What you need to do: Please collect all lines in the rows below that contain the word "every". Case counts, so copy only lines where it appears with that capitalization.

The records:
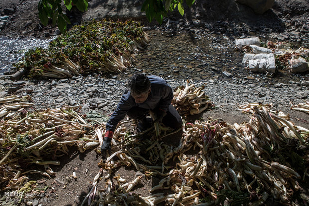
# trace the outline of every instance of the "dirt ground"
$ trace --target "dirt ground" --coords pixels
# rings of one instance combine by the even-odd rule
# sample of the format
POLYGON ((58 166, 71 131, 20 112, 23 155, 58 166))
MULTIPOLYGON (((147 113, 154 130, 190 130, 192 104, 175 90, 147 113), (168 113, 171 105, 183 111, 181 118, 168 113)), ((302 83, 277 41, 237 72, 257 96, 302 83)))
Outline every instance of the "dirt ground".
MULTIPOLYGON (((291 121, 296 125, 301 126, 309 129, 309 120, 308 115, 303 112, 291 110, 289 113, 291 115, 291 121)), ((207 120, 210 118, 214 119, 221 118, 223 120, 234 124, 237 123, 241 124, 244 121, 248 122, 250 116, 243 114, 241 111, 232 111, 228 113, 219 113, 215 110, 208 111, 202 114, 190 116, 188 118, 189 122, 193 122, 196 120, 203 119, 207 120)), ((181 137, 182 132, 166 137, 163 141, 169 145, 177 146, 178 140, 181 137)), ((48 186, 46 190, 47 195, 43 198, 37 198, 38 204, 42 204, 43 206, 80 206, 84 198, 91 188, 93 179, 99 172, 100 168, 98 166, 101 160, 101 155, 96 152, 97 148, 94 148, 91 150, 86 151, 83 153, 78 151, 76 148, 71 147, 69 148, 68 155, 64 155, 59 158, 58 161, 61 162, 59 166, 51 166, 52 170, 56 172, 56 175, 51 179, 43 177, 41 175, 30 176, 30 179, 38 181, 41 183, 37 188, 44 188, 48 186), (76 174, 76 179, 73 177, 72 174, 75 172, 76 174)), ((193 152, 194 151, 191 151, 193 152)), ((175 162, 169 163, 170 166, 175 165, 175 162)), ((35 169, 39 169, 44 171, 42 166, 33 166, 35 169)), ((29 168, 29 169, 31 168, 29 168)), ((133 180, 136 170, 133 166, 121 167, 113 171, 113 176, 120 175, 120 177, 126 179, 127 182, 133 180)), ((107 174, 104 172, 103 177, 107 174)), ((143 196, 151 195, 149 190, 153 187, 158 184, 160 179, 154 177, 147 178, 145 176, 141 179, 141 183, 136 186, 132 191, 137 194, 141 194, 143 196)), ((299 192, 304 194, 309 194, 309 188, 308 181, 306 182, 300 182, 302 186, 302 189, 299 192)), ((98 185, 98 190, 103 189, 105 186, 104 178, 102 178, 98 185)), ((163 191, 167 192, 167 191, 163 191)), ((157 191, 154 193, 157 192, 157 191)), ((7 197, 1 193, 2 201, 0 201, 0 205, 13 205, 12 202, 3 201, 7 197)), ((294 205, 305 205, 300 203, 298 199, 293 201, 294 205)), ((35 202, 34 202, 35 205, 35 202)), ((22 203, 21 205, 25 205, 22 203)), ((277 201, 271 199, 269 200, 265 205, 280 206, 277 201)))
MULTIPOLYGON (((101 1, 102 3, 106 1, 101 1)), ((209 3, 210 1, 204 1, 209 3)), ((36 6, 38 0, 1 0, 0 1, 0 10, 3 10, 4 8, 13 8, 13 13, 10 14, 12 16, 12 21, 8 23, 8 25, 3 28, 0 31, 0 36, 6 36, 10 37, 47 37, 53 35, 56 30, 56 28, 50 25, 44 27, 39 22, 37 17, 38 12, 36 6)), ((302 13, 304 10, 308 11, 306 9, 303 9, 303 4, 308 3, 306 1, 288 1, 279 0, 276 1, 277 3, 273 12, 276 13, 277 16, 283 18, 287 14, 295 17, 296 19, 298 17, 302 18, 302 13), (292 2, 293 1, 293 3, 292 2), (278 2, 281 4, 278 4, 278 2), (296 7, 299 6, 299 7, 296 7), (299 8, 299 9, 298 9, 299 8), (301 11, 298 14, 295 13, 295 10, 301 11)), ((214 8, 215 8, 215 7, 214 8)), ((89 11, 94 10, 95 8, 90 8, 89 11)), ((214 16, 216 16, 216 10, 214 9, 213 12, 210 13, 210 11, 208 11, 207 14, 214 16)), ((230 12, 231 12, 230 11, 230 12)), ((4 11, 2 11, 2 16, 4 16, 4 11)), ((306 13, 305 13, 306 14, 306 13)), ((89 17, 89 13, 86 14, 89 17)), ((218 15, 218 14, 216 14, 218 15)), ((91 15, 90 15, 91 16, 91 15)), ((308 20, 308 19, 307 19, 308 20)), ((297 125, 301 126, 307 129, 309 129, 309 119, 308 115, 303 112, 291 111, 289 112, 291 116, 292 121, 297 125)), ((202 117, 204 120, 208 118, 212 117, 214 119, 221 118, 224 121, 229 123, 233 124, 237 123, 241 123, 242 122, 248 121, 249 117, 246 114, 241 114, 240 111, 233 111, 228 113, 220 113, 216 112, 215 110, 211 111, 204 112, 202 116, 198 115, 191 117, 191 120, 199 119, 202 117)), ((181 132, 179 132, 173 136, 168 137, 169 139, 164 141, 172 142, 177 144, 181 132)), ((40 175, 33 175, 30 176, 30 179, 39 180, 41 183, 38 188, 44 188, 48 186, 46 190, 46 195, 44 198, 38 199, 40 202, 39 204, 42 204, 44 206, 79 206, 84 199, 86 195, 88 193, 89 187, 92 184, 94 177, 99 171, 98 163, 100 161, 101 157, 96 152, 97 148, 86 151, 85 153, 79 152, 76 148, 71 147, 69 148, 68 155, 65 155, 59 159, 61 164, 59 166, 52 166, 52 170, 55 171, 56 176, 52 178, 48 179, 43 177, 40 175), (76 174, 76 179, 73 178, 73 172, 75 172, 76 174)), ((42 167, 33 166, 36 169, 44 171, 42 167)), ((136 173, 136 170, 133 167, 121 167, 114 171, 115 175, 119 174, 120 176, 127 179, 127 181, 133 180, 136 173)), ((106 175, 105 173, 103 176, 106 175)), ((159 181, 159 180, 158 180, 159 181)), ((104 179, 99 182, 98 189, 102 189, 105 185, 104 179)), ((142 179, 141 183, 136 186, 133 190, 138 194, 142 194, 143 196, 146 196, 150 194, 149 190, 158 183, 158 180, 155 178, 146 179, 145 177, 142 179)), ((305 183, 300 183, 304 187, 301 192, 304 194, 309 194, 308 188, 309 188, 308 181, 305 183)), ((2 199, 0 200, 0 205, 13 205, 13 201, 6 201, 7 197, 5 196, 3 192, 0 194, 2 199)), ((296 205, 306 205, 304 203, 298 203, 298 200, 295 200, 296 205)), ((38 205, 35 202, 33 202, 33 205, 38 205)), ((268 205, 279 205, 276 202, 270 202, 268 205)), ((308 203, 309 204, 309 203, 308 203)), ((23 203, 21 205, 24 205, 23 203)))

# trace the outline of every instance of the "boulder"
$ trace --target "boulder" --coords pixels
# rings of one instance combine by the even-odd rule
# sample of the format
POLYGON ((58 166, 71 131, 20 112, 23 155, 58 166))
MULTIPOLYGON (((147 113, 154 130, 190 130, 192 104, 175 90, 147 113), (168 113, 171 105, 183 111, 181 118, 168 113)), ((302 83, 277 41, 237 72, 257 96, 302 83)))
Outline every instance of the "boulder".
POLYGON ((255 13, 261 15, 273 7, 275 0, 236 0, 236 1, 248 6, 255 13))
POLYGON ((293 57, 291 60, 289 60, 290 70, 291 72, 300 73, 309 70, 309 63, 307 62, 302 57, 298 59, 293 59, 293 57))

Output of the exercise:
# trace the outline of every instance of the "dirt ground"
Outline every instance of the "dirt ground".
# trace the outline of every instance of the "boulder"
Outline every instance of the "boulder".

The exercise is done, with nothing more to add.